* SOURCE PASSAGE *
-----

I am not convinced there is a distinct discipline of computational thinking - all of the examples given seem to have antecedents that predate the practice of using computational machines to solve problems. The more one argues that computational thinking is generally useful, the less clear it becomes that there is anything unique about it.

I would replace the three questions of the article with two others:

1) Is the teaching of computing a particularly useful way to teach thinking skills, and if so, how can that be maximized?

2) How can we improve the use of general thinking skills in the practice of software development?

With regard to the second issue, I think it is somewhat ironic that the currently-dominant methodology for software development, agile methods, started as a revolt against analytical methods - computational doing as opposed to computational thinking, if you will.


I think it's worth considering data science as a discipline to teach youngsters rather than computer science. It's quite visual at times, requiring less abstract thinking, although does depend on important algorithmic principles to process large amounts of data. Besides, data science is readily applicable to many other fields including Econ, languages, history, certainly math, but even art.


I agree that it should be taught, though I am not sure it requires any less abstract thinking than computer science, depending on how deep you go.

-----

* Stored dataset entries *
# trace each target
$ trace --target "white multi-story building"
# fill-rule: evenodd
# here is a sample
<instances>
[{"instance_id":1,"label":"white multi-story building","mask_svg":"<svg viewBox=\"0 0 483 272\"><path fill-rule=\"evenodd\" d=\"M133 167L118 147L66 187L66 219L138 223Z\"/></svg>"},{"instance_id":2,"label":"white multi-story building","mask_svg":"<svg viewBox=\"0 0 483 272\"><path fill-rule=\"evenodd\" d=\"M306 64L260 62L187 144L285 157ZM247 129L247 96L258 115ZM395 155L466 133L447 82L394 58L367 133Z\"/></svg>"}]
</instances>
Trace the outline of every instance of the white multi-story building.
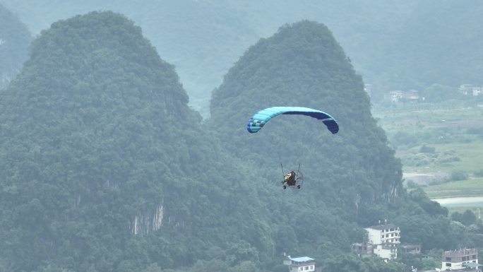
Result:
<instances>
[{"instance_id":1,"label":"white multi-story building","mask_svg":"<svg viewBox=\"0 0 483 272\"><path fill-rule=\"evenodd\" d=\"M441 270L475 269L479 266L477 249L450 250L443 252L441 256Z\"/></svg>"},{"instance_id":2,"label":"white multi-story building","mask_svg":"<svg viewBox=\"0 0 483 272\"><path fill-rule=\"evenodd\" d=\"M315 260L309 257L291 258L287 256L283 264L288 266L290 272L315 272Z\"/></svg>"},{"instance_id":3,"label":"white multi-story building","mask_svg":"<svg viewBox=\"0 0 483 272\"><path fill-rule=\"evenodd\" d=\"M401 231L399 227L386 223L365 229L367 231L368 242L373 245L373 252L375 254L384 259L398 257L397 247L401 242Z\"/></svg>"}]
</instances>

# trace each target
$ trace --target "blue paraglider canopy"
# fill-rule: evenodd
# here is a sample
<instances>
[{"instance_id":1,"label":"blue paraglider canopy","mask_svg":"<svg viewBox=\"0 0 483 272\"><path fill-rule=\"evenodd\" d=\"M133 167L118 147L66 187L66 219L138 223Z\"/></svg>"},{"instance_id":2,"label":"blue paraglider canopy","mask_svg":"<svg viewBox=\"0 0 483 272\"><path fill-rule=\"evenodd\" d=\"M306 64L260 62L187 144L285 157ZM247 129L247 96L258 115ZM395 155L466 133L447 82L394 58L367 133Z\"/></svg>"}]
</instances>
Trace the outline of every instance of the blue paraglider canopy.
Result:
<instances>
[{"instance_id":1,"label":"blue paraglider canopy","mask_svg":"<svg viewBox=\"0 0 483 272\"><path fill-rule=\"evenodd\" d=\"M262 110L254 115L246 124L250 133L256 133L272 118L280 114L300 114L309 116L321 120L327 129L335 134L339 131L339 125L335 119L326 112L303 107L273 107Z\"/></svg>"}]
</instances>

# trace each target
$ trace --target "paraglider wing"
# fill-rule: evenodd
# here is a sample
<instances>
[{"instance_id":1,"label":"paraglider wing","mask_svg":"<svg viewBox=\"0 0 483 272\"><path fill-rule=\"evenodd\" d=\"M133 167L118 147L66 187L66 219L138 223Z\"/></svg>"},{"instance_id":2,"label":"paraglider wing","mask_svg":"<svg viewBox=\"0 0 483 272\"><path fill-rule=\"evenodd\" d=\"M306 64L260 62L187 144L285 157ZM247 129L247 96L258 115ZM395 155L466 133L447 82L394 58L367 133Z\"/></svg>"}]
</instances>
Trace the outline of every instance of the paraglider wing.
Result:
<instances>
[{"instance_id":1,"label":"paraglider wing","mask_svg":"<svg viewBox=\"0 0 483 272\"><path fill-rule=\"evenodd\" d=\"M246 124L246 130L250 133L258 131L272 118L280 114L300 114L309 116L321 120L327 129L335 134L339 131L339 125L329 114L320 110L303 107L273 107L255 114Z\"/></svg>"}]
</instances>

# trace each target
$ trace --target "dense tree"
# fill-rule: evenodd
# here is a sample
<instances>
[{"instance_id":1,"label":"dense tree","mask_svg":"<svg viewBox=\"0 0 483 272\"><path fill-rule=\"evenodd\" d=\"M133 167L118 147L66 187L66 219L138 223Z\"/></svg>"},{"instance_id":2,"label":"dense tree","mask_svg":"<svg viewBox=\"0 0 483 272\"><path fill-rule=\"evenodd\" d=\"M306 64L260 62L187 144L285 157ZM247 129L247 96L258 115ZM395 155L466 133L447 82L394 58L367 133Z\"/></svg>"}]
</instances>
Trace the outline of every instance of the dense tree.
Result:
<instances>
[{"instance_id":1,"label":"dense tree","mask_svg":"<svg viewBox=\"0 0 483 272\"><path fill-rule=\"evenodd\" d=\"M135 271L215 246L232 266L271 258L251 177L125 17L52 24L1 96L2 266Z\"/></svg>"},{"instance_id":2,"label":"dense tree","mask_svg":"<svg viewBox=\"0 0 483 272\"><path fill-rule=\"evenodd\" d=\"M322 24L284 25L249 49L204 122L119 14L58 21L30 56L0 100L1 269L278 271L288 253L400 271L347 254L385 218L424 248L468 242L447 210L404 191L362 78ZM244 130L285 103L327 111L341 130L294 117ZM302 163L302 190L274 185L280 161Z\"/></svg>"},{"instance_id":3,"label":"dense tree","mask_svg":"<svg viewBox=\"0 0 483 272\"><path fill-rule=\"evenodd\" d=\"M0 4L0 88L18 73L27 59L31 37L20 19Z\"/></svg>"}]
</instances>

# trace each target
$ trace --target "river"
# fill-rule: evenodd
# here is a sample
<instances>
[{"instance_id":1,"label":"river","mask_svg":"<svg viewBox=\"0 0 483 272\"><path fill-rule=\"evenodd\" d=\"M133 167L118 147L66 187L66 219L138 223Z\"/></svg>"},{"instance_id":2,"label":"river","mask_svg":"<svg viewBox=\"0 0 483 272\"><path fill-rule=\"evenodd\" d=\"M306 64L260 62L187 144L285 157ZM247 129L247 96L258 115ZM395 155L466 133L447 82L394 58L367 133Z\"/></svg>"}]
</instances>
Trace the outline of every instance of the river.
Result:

-----

* INSTRUCTIONS *
• a. Set down word for word the part of the computational thinking discussion that opens with the words containing "I think it's" and closes with "deep you go.".
• b. In the computational thinking discussion, what did agile methods start as?

* SOLUTIONS FOR EACH TASK *
• a.
I think it's worth considering data science as a discipline to teach youngsters rather than computer science. It's quite visual at times, requiring less abstract thinking, although does depend on important algorithmic principles to process large amounts of data. Besides, data science is readily applicable to many other fields including Econ, languages, history, certainly math, but even art.


I agree that it should be taught, though I am not sure it requires any less abstract thinking than computer science, depending on how deep you go.

• b. Agile methods started as a revolt against analytical methods.